# [TASK TO CARRY OUT]
All of the data below should be written out exactly.

· · · ·

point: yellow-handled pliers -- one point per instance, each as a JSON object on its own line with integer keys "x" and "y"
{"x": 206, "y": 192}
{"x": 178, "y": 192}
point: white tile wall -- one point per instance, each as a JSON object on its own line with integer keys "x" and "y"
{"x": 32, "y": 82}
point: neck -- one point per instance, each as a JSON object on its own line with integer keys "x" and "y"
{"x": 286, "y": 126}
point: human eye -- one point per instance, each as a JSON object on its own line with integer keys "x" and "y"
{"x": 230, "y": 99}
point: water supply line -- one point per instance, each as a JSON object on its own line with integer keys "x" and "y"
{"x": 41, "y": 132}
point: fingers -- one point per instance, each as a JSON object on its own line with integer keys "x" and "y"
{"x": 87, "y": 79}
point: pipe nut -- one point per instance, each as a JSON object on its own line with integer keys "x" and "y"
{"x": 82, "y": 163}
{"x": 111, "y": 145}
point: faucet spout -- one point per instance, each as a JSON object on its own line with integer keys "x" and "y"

· · · ·

# [OUTPUT FOR THIS TASK]
point: yellow-handled pliers -- one point per instance, each as a JSON object on its own line with integer keys "x" and "y"
{"x": 206, "y": 192}
{"x": 178, "y": 192}
point: white tile wall -- one point per instance, each as a JSON object on its own line with integer keys "x" and "y"
{"x": 32, "y": 82}
point: neck -- one point per instance, each as a JSON object on its own line with integer keys "x" and "y"
{"x": 286, "y": 126}
point: human eye -- one point per instance, each as a JSON object on its own line with integer keys "x" and "y"
{"x": 230, "y": 99}
point: water supply line -- one point per instance, each as a JSON object on its own line with integer keys "x" and "y"
{"x": 41, "y": 132}
point: fingers -- one point per instance, each as a JSON object on its own line with integer keys "x" and "y"
{"x": 87, "y": 79}
point: pipe nut -- one point per instance, each as a JSON object on its own line with integer keys "x" and "y"
{"x": 82, "y": 163}
{"x": 111, "y": 145}
point: faucet spout -- one point per instance, each as a JSON object on its own line with integer keys "x" and "y"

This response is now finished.